*EXCERPT*.
JERTIH: He claims to be more than a 100-years-old but Abdul Rahman Abu Bakar can easily put those a quarter of his age to shame where health is concerned.
He still walks unaided, works at his farm daily, reads the Quran without his spectacles and has no health issues.
The only thing that has started to deteriorate with age is his hearing and those who want to ask him about his life experience have to speak up.
Although the age in his identity card reads 93, Abdul Rahman said he was already 12-years-old when he applied for his birth certificate in 1905.
He attributes his good health to a healthy lifestyle and a strict diet of simple kampung food.
The father of five said he likes to eat ulam (raw vegetables and herbs) with rice.
“The raw greens are also easy to find as they grow wild around the village.”
He steers away from food which contain coconut milk.
“I also stay away from ice drinks and sweet food.”
Other than his diet, Abdul Rahman, affectionately known as Pok Man, does not smoke.
He lives with his eighth wife, Saadiah Hamat, 71, in Kampung Dengir here and spends his days working in his farm.

*ASSIGNMENT A*.
Answer each question from the article about Abdul Rahman Abu Bakar.
(i) What age does his identity card show?
(ii) Which foods and drinks does he avoid?
(iii) In which village does he live, and with whom?
*ASSIGNMENT B*.
For each statement, say yes or no according to the article about Abdul Rahman Abu Bakar, and quote the words that decide it.
(i) He needs spectacles to read the Quran.
(ii) He smokes.
(iii) His hearing has begun to decline with age.
*ASSIGNMENT C*. Extend the article about Abdul Rahman Abu Bakar beyond its final sentence.

*EXTRACTED DATA*.
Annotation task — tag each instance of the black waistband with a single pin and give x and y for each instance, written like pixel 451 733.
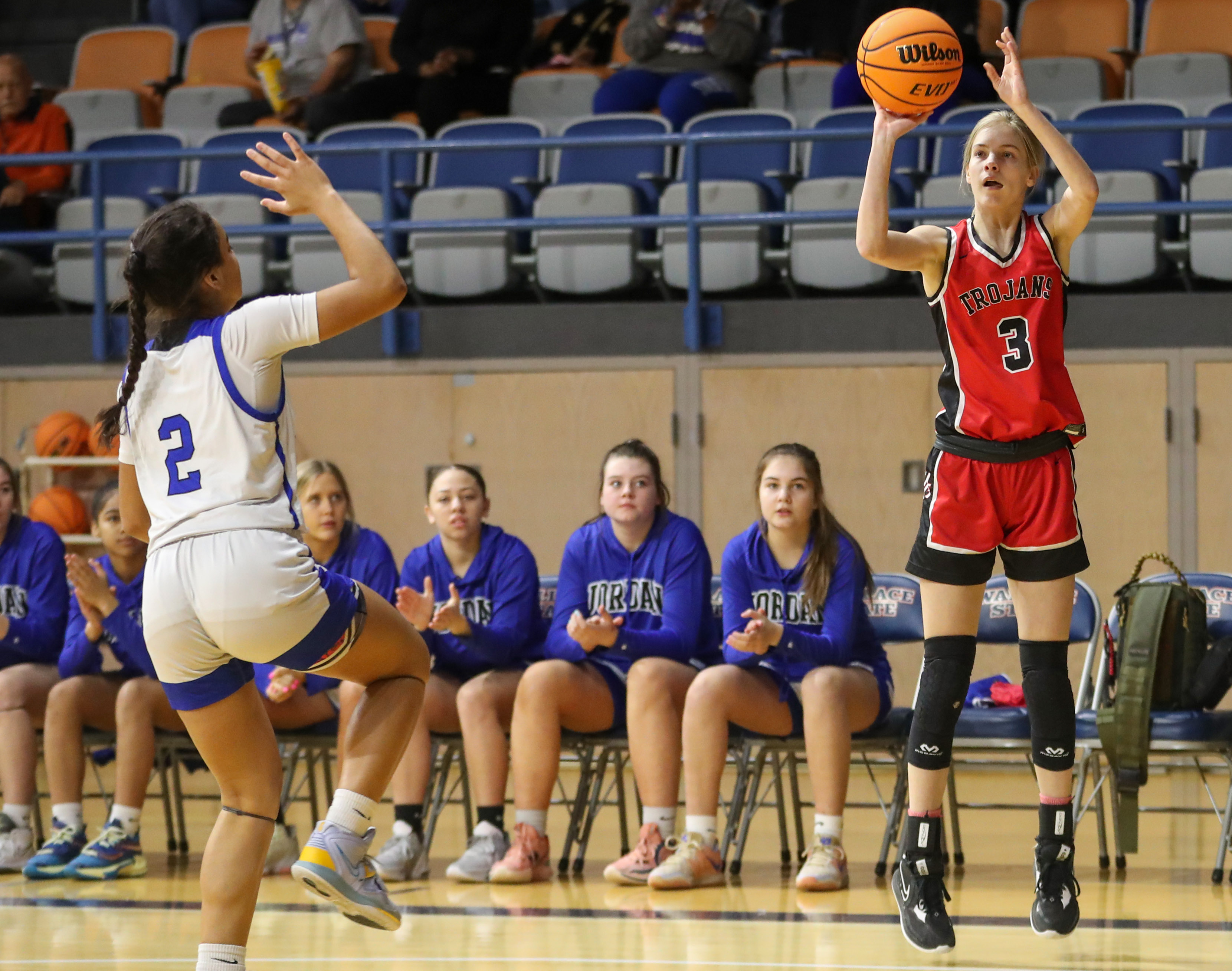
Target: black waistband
pixel 984 450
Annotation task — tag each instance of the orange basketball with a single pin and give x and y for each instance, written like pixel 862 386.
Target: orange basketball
pixel 910 61
pixel 61 509
pixel 96 446
pixel 63 434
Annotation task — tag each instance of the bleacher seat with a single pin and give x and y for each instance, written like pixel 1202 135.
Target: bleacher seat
pixel 99 113
pixel 1210 234
pixel 474 185
pixel 193 110
pixel 1131 168
pixel 127 58
pixel 1196 82
pixel 555 98
pixel 1187 26
pixel 1078 29
pixel 735 179
pixel 380 34
pixel 215 56
pixel 1065 84
pixel 316 261
pixel 599 181
pixel 800 88
pixel 131 189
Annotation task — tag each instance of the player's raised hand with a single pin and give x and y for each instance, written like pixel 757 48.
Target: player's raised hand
pixel 300 181
pixel 417 607
pixel 1011 84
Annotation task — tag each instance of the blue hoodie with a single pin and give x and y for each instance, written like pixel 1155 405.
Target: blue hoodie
pixel 34 592
pixel 662 590
pixel 121 632
pixel 838 634
pixel 364 556
pixel 499 597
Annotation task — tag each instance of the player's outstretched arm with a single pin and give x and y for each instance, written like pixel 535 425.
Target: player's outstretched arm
pixel 376 285
pixel 1070 216
pixel 923 248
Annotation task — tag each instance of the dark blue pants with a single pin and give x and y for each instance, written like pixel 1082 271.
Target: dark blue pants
pixel 678 96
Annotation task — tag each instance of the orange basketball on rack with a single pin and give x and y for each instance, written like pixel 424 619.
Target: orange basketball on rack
pixel 98 448
pixel 62 434
pixel 61 509
pixel 910 61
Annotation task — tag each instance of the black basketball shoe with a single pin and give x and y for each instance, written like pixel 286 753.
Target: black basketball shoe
pixel 921 895
pixel 1055 912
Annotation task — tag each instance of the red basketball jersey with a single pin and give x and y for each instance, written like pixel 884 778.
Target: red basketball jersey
pixel 1001 323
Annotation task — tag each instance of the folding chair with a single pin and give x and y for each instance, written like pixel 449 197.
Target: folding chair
pixel 1174 735
pixel 895 611
pixel 1008 730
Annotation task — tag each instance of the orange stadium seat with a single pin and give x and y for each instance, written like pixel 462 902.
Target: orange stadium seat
pixel 380 31
pixel 1188 27
pixel 1078 29
pixel 216 57
pixel 127 58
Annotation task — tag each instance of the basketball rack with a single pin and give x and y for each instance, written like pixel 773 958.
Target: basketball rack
pixel 65 462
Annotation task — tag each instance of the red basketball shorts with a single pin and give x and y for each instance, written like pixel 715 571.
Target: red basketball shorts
pixel 1024 509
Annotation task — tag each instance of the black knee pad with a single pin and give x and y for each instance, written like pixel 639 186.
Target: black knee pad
pixel 944 682
pixel 1050 703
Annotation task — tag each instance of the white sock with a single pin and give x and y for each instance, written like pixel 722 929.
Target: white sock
pixel 533 817
pixel 221 958
pixel 828 827
pixel 351 812
pixel 68 814
pixel 705 826
pixel 662 816
pixel 20 815
pixel 127 816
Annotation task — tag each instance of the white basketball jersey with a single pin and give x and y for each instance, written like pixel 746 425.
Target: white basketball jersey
pixel 207 428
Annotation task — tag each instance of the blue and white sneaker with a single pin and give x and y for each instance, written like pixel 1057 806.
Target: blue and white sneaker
pixel 57 853
pixel 335 866
pixel 109 856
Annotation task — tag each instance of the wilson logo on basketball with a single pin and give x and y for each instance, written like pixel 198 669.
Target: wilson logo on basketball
pixel 931 53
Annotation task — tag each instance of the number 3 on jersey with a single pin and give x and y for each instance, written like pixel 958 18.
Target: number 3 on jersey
pixel 1018 343
pixel 178 486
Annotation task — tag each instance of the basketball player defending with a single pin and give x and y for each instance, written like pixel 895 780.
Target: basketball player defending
pixel 1000 477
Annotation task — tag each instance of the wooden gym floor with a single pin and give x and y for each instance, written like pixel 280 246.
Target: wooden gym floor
pixel 1161 914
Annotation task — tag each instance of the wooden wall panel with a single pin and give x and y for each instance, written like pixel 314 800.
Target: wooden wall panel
pixel 539 440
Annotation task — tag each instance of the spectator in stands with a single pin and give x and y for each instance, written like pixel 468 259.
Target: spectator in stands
pixel 34 608
pixel 26 127
pixel 184 16
pixel 583 37
pixel 961 15
pixel 453 56
pixel 689 57
pixel 323 50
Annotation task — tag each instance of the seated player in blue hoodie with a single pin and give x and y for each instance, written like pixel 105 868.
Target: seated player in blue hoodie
pixel 632 628
pixel 294 700
pixel 802 659
pixel 472 591
pixel 34 608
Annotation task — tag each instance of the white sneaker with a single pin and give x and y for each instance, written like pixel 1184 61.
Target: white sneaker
pixel 284 850
pixel 486 848
pixel 16 846
pixel 402 858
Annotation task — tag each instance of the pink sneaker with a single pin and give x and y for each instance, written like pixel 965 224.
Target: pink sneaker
pixel 636 866
pixel 528 861
pixel 695 862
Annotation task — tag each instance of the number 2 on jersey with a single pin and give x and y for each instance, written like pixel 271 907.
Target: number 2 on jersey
pixel 178 486
pixel 1018 343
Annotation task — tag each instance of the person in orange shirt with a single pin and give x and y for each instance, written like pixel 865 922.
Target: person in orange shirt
pixel 26 127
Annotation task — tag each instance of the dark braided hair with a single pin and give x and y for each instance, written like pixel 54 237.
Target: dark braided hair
pixel 170 253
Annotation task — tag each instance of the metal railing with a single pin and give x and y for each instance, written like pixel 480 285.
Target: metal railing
pixel 695 313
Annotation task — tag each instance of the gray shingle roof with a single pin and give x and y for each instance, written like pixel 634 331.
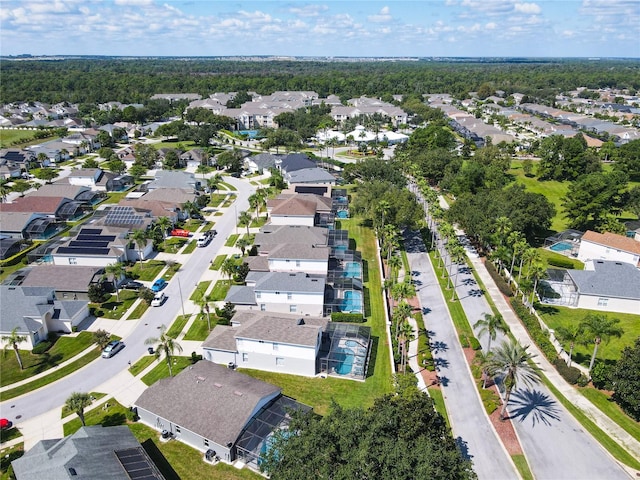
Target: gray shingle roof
pixel 208 399
pixel 89 451
pixel 609 279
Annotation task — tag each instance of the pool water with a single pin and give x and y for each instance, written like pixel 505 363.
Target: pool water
pixel 561 246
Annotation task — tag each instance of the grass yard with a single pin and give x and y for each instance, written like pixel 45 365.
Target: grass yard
pixel 200 291
pixel 557 316
pixel 217 262
pixel 177 326
pixel 63 349
pixel 185 462
pixel 141 364
pixel 219 291
pixel 162 369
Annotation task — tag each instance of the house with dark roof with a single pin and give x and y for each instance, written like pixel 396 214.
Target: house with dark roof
pixel 609 246
pixel 280 292
pixel 221 412
pixel 35 311
pixel 274 342
pixel 94 452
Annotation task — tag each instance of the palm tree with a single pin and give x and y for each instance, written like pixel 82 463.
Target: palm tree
pixel 572 334
pixel 164 224
pixel 115 271
pixel 244 219
pixel 599 328
pixel 491 325
pixel 165 345
pixel 140 237
pixel 77 402
pixel 13 340
pixel 513 361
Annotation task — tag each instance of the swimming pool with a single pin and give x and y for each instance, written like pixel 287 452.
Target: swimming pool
pixel 352 270
pixel 352 302
pixel 561 246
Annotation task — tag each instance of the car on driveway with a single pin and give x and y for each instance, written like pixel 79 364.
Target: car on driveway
pixel 133 285
pixel 158 285
pixel 112 348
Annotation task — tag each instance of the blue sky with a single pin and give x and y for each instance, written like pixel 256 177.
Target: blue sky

*RESPONSE A*.
(i) 93.
(ii) Food containing coconut milk, ice drinks and sweet food.
(iii) Kampung Dengir, with his eighth wife, Saadiah Hamat, 71.

*RESPONSE B*.
(i) No: "reads the Quran without his spectacles".
(ii) No: "does not smoke".
(iii) Yes: "The only thing that has started to deteriorate with age is his hearing".

*RESPONSE C*.
Although he can take it easy as his five children, 25 grandchildren, 20 great-great grandchildren and nine great-great-great grandchildren can afford to take care of him, Pok Man refuses to stop working, saying it is part of his lifestyle.
He is used to hard work, having been a guard at the Gong Kedak Japanese arms depot during World War 2 and being a builder after the war ended.
Yesterday, Pok Man’s diligence in taking care of his health was highlighted at the 1Malaysia Health Carnival at the Besut hospital here.
He received the Healthy Senior Citizen award from the state Health, Unity and Consumer Affairs Committee chairman Dr Abdul Rahman Mokhtar.
Pok Man’s daughter Arini Abdul Rahman, 46, said her father’s healthy lifestyle has rubbed off on his children.
“We watch what we eat and exercise regularly.”
“My 63-year-old elder brother has no major illnesses and he attribute it to my father.”